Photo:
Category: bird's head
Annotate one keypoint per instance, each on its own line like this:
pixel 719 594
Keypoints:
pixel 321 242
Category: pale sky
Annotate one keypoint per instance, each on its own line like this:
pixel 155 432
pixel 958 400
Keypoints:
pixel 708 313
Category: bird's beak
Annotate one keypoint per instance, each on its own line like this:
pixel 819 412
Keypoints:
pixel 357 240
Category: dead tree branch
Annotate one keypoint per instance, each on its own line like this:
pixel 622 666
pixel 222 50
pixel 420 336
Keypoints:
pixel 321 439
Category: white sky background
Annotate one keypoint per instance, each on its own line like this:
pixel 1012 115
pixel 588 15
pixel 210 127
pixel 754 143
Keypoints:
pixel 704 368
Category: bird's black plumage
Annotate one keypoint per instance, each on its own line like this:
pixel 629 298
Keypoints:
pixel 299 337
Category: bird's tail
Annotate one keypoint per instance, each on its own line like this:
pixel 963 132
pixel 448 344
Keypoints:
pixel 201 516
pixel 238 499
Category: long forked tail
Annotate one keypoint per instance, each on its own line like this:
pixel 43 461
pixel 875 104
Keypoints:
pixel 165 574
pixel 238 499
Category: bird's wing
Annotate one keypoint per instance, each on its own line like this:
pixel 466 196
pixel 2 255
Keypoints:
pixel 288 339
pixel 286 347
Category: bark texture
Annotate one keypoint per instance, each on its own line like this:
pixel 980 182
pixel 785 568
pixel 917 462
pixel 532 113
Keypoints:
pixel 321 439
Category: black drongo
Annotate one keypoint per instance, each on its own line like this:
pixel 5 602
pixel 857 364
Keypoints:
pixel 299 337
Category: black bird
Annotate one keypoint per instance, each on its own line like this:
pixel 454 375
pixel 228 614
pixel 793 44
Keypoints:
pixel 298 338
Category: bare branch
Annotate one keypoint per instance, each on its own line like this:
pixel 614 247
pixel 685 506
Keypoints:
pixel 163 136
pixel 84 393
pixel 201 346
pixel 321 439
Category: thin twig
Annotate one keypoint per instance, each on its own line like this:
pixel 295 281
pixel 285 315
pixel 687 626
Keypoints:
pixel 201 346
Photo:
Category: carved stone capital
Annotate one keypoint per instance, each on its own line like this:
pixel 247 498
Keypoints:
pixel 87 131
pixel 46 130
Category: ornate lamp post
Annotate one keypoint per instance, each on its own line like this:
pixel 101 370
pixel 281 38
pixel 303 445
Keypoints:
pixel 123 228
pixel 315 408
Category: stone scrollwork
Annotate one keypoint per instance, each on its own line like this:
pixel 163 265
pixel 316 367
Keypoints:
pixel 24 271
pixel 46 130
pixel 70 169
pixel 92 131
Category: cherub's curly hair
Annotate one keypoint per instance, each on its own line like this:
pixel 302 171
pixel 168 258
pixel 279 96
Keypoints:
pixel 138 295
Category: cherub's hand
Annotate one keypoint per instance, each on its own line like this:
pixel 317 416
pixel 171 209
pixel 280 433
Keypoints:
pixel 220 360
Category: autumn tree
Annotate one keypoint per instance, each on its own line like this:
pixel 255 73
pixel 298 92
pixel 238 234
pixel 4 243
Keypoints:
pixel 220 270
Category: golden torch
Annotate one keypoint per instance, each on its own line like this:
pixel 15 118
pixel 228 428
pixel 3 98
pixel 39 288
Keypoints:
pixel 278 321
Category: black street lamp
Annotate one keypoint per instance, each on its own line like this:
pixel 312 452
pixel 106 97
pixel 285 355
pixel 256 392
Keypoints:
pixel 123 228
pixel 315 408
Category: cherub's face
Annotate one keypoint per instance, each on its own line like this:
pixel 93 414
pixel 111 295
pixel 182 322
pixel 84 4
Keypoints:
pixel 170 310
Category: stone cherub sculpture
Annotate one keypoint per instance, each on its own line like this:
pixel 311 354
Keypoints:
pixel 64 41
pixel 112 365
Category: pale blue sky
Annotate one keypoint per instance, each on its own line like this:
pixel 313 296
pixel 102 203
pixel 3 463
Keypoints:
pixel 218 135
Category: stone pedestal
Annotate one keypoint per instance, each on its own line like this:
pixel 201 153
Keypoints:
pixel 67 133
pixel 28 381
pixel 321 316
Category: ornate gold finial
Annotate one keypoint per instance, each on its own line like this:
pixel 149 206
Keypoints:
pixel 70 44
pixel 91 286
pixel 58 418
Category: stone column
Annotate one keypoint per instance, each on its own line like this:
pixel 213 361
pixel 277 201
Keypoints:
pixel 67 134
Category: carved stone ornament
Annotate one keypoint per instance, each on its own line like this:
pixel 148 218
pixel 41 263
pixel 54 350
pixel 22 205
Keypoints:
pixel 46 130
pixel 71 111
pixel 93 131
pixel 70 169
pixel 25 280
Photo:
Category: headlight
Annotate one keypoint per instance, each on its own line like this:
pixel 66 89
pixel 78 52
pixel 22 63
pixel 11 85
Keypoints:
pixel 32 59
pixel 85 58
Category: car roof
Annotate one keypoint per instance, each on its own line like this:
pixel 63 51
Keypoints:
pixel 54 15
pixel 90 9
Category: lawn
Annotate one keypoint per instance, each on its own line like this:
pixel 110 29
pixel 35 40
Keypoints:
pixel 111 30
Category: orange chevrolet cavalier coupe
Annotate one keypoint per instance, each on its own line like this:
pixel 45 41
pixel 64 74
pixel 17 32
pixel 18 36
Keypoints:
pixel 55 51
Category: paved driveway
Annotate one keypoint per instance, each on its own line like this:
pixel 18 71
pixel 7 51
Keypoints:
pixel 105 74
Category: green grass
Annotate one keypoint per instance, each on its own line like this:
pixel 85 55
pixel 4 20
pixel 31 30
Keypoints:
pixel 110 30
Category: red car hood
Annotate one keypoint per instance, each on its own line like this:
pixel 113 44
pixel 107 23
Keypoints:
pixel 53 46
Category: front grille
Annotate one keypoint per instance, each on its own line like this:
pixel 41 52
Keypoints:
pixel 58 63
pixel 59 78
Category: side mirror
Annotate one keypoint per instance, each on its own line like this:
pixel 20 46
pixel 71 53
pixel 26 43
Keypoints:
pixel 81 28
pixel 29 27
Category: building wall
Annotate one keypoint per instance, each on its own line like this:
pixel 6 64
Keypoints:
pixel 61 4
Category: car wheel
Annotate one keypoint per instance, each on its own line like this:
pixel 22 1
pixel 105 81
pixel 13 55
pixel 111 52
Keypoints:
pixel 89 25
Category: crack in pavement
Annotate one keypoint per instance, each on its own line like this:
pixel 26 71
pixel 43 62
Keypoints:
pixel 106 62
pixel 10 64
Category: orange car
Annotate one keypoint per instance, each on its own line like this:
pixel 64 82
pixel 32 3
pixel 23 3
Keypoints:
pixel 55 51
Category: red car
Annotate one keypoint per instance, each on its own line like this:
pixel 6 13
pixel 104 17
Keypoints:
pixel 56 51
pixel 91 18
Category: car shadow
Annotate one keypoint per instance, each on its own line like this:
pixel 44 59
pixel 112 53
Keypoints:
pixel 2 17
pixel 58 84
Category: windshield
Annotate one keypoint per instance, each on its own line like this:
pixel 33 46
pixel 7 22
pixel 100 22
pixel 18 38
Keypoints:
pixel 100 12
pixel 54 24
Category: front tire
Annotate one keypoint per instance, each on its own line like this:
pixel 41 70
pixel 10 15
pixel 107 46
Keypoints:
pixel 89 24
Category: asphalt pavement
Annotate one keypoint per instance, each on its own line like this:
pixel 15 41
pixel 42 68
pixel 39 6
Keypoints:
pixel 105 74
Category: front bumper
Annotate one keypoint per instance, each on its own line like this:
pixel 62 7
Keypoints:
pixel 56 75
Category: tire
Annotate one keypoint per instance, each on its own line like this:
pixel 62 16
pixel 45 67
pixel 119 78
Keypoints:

--------------------------------------------------

### [Instructions for the task]
Going back to the entries above, set down exactly the lines that begin at the one with "pixel 106 97" and end at the one with "Category: stone pedestal", both included, and nothing else.

### [Response area]
pixel 106 97
pixel 285 355
pixel 256 392
Keypoints:
pixel 123 228
pixel 315 408
Category: cherub's face
Annotate one keypoint per instance, each on its own line like this:
pixel 93 414
pixel 111 295
pixel 182 322
pixel 84 4
Keypoints:
pixel 170 310
Category: stone cherub sculpture
Annotate one keypoint per instance, each on its own line like this:
pixel 311 354
Keypoints:
pixel 64 41
pixel 112 365
Category: pale blue sky
Annotate one keypoint per instance, each on its own line like this:
pixel 313 296
pixel 102 203
pixel 3 463
Keypoints:
pixel 218 135
Category: stone pedestal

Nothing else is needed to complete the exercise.